_WHAT TO DO_. Could you print every line of the material below verbatim, without changing anything?

_TASK MATERIAL_.
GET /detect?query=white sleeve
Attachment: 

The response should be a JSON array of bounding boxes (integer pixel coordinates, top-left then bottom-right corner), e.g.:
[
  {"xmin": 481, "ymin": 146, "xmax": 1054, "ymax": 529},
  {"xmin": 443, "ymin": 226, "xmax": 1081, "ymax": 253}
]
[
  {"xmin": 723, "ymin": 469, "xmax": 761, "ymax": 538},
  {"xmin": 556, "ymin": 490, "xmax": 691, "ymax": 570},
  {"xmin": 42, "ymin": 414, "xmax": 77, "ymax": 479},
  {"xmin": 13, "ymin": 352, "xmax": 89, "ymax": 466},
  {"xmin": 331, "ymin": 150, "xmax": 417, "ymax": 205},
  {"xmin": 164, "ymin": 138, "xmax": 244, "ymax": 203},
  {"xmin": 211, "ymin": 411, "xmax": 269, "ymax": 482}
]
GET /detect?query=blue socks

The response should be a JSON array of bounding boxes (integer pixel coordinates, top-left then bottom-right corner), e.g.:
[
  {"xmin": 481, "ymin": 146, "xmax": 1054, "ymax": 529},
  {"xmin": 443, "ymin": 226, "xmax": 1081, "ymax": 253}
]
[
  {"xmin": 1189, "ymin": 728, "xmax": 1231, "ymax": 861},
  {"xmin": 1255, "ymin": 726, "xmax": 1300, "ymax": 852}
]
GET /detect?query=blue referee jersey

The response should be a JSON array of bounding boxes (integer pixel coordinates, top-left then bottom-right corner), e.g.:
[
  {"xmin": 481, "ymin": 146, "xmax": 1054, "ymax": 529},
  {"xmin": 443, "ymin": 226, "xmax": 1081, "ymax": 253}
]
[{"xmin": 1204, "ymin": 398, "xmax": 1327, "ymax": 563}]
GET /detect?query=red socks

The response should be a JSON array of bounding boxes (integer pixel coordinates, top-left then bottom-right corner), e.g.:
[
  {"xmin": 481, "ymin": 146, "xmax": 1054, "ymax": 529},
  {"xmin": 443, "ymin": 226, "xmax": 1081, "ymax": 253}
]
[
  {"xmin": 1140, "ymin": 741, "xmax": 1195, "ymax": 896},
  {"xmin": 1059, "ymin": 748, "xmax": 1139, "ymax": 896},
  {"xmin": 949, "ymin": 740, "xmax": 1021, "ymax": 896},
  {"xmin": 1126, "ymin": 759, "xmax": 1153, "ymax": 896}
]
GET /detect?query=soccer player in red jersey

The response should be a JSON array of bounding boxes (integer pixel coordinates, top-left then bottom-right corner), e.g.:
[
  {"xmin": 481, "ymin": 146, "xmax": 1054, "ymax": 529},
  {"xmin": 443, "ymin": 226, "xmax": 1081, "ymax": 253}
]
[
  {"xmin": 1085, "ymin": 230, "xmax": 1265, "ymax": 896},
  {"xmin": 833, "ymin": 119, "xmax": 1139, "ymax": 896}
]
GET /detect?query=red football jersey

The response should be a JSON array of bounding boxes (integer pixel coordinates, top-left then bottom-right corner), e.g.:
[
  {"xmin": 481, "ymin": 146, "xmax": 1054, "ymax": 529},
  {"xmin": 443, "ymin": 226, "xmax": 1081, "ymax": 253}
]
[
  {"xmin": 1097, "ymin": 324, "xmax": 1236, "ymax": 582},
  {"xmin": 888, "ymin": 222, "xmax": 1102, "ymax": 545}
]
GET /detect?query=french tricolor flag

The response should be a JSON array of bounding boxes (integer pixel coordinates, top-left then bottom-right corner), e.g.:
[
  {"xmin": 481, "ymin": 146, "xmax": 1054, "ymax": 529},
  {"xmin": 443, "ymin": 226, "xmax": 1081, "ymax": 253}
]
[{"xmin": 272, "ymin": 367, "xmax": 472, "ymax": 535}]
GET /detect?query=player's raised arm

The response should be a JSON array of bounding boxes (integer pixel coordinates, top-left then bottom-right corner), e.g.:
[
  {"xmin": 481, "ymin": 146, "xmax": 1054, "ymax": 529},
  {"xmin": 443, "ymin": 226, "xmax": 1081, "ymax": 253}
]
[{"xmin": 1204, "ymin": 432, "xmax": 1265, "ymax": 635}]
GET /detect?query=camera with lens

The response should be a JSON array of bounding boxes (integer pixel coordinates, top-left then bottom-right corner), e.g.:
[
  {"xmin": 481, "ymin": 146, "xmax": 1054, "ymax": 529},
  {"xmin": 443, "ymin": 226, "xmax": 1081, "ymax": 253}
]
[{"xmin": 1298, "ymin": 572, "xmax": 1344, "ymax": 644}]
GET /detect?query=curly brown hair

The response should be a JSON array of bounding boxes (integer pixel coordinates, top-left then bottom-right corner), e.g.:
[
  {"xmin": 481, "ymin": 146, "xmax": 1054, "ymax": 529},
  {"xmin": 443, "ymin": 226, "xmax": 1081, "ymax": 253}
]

_CORRECT ANSWER_.
GET /detect?query=white sleeve
Attachment: 

The response should be a JSON array of bounding boxes (integer pixel coordinates, top-left then bottom-right corner), e.g.:
[
  {"xmin": 481, "ymin": 146, "xmax": 1054, "ymax": 529},
  {"xmin": 443, "ymin": 226, "xmax": 1081, "ymax": 253}
]
[
  {"xmin": 723, "ymin": 469, "xmax": 761, "ymax": 538},
  {"xmin": 556, "ymin": 490, "xmax": 691, "ymax": 570},
  {"xmin": 42, "ymin": 414, "xmax": 77, "ymax": 479},
  {"xmin": 13, "ymin": 352, "xmax": 89, "ymax": 466},
  {"xmin": 331, "ymin": 150, "xmax": 417, "ymax": 205},
  {"xmin": 164, "ymin": 138, "xmax": 244, "ymax": 203},
  {"xmin": 211, "ymin": 411, "xmax": 269, "ymax": 482}
]
GET /detect?query=blue socks

The response should be a JSON array of bounding boxes (integer pixel coordinates, top-left then bottom-right corner), e.g.:
[
  {"xmin": 481, "ymin": 146, "xmax": 1054, "ymax": 529},
  {"xmin": 443, "ymin": 226, "xmax": 1081, "ymax": 253}
]
[
  {"xmin": 1189, "ymin": 728, "xmax": 1231, "ymax": 861},
  {"xmin": 1255, "ymin": 726, "xmax": 1300, "ymax": 852}
]
GET /detect?query=blue referee jersey

The response should be a JSON array of bounding boxes (integer pixel coordinates, top-left then bottom-right corner), e.g.:
[
  {"xmin": 481, "ymin": 146, "xmax": 1054, "ymax": 529},
  {"xmin": 443, "ymin": 226, "xmax": 1081, "ymax": 253}
]
[{"xmin": 1204, "ymin": 398, "xmax": 1327, "ymax": 563}]
GET /detect?query=red socks

The response should be a JSON array of bounding boxes (integer pixel coordinates, top-left then bottom-right corner), e.g.:
[
  {"xmin": 481, "ymin": 146, "xmax": 1054, "ymax": 529},
  {"xmin": 443, "ymin": 226, "xmax": 1081, "ymax": 253}
]
[
  {"xmin": 1140, "ymin": 741, "xmax": 1195, "ymax": 896},
  {"xmin": 1059, "ymin": 748, "xmax": 1139, "ymax": 896},
  {"xmin": 949, "ymin": 740, "xmax": 1021, "ymax": 896},
  {"xmin": 1126, "ymin": 759, "xmax": 1153, "ymax": 896}
]
GET /detect?query=soccer player in red jersey

The response should be a JSON array of bounding boxes (integer pixel coordinates, top-left then bottom-right corner), e.g.:
[
  {"xmin": 481, "ymin": 146, "xmax": 1054, "ymax": 529},
  {"xmin": 443, "ymin": 226, "xmax": 1081, "ymax": 253}
]
[
  {"xmin": 1085, "ymin": 230, "xmax": 1265, "ymax": 896},
  {"xmin": 833, "ymin": 119, "xmax": 1139, "ymax": 896}
]
GET /detect?query=red football jersey

The response should be a JSON array of bounding boxes (integer pixel coordinates, top-left then bottom-right corner), e.g.:
[
  {"xmin": 481, "ymin": 146, "xmax": 1054, "ymax": 529},
  {"xmin": 443, "ymin": 226, "xmax": 1081, "ymax": 253}
]
[
  {"xmin": 1097, "ymin": 324, "xmax": 1236, "ymax": 582},
  {"xmin": 888, "ymin": 222, "xmax": 1102, "ymax": 545}
]
GET /detect?query=french tricolor flag

The response should be a JSON array of bounding boxes (integer pixel coordinates, top-left then bottom-right corner), e.g.:
[
  {"xmin": 481, "ymin": 146, "xmax": 1054, "ymax": 529},
  {"xmin": 443, "ymin": 226, "xmax": 1081, "ymax": 253}
]
[{"xmin": 272, "ymin": 367, "xmax": 472, "ymax": 535}]
GET /detect?query=player's raised arm

The response should be a JSON array of bounding boxes (integer pixel coordinates, top-left then bottom-right corner), e.g.:
[
  {"xmin": 481, "ymin": 146, "xmax": 1054, "ymax": 529},
  {"xmin": 443, "ymin": 226, "xmax": 1081, "ymax": 253}
]
[{"xmin": 1204, "ymin": 432, "xmax": 1265, "ymax": 635}]
GET /detect?query=camera with lens

The response should be a JSON array of bounding boxes (integer pixel coordinates, top-left then bottom-right corner), e.g.:
[
  {"xmin": 481, "ymin": 146, "xmax": 1054, "ymax": 529},
  {"xmin": 443, "ymin": 226, "xmax": 1081, "ymax": 253}
]
[{"xmin": 1298, "ymin": 572, "xmax": 1344, "ymax": 644}]
GET /detect?query=curly brown hair

The response should be a JSON array of bounding boxes (integer pixel coordinates, top-left then bottom-right corner), e.g.:
[
  {"xmin": 481, "ymin": 146, "xmax": 1054, "ymax": 529},
  {"xmin": 443, "ymin": 226, "xmax": 1081, "ymax": 253}
]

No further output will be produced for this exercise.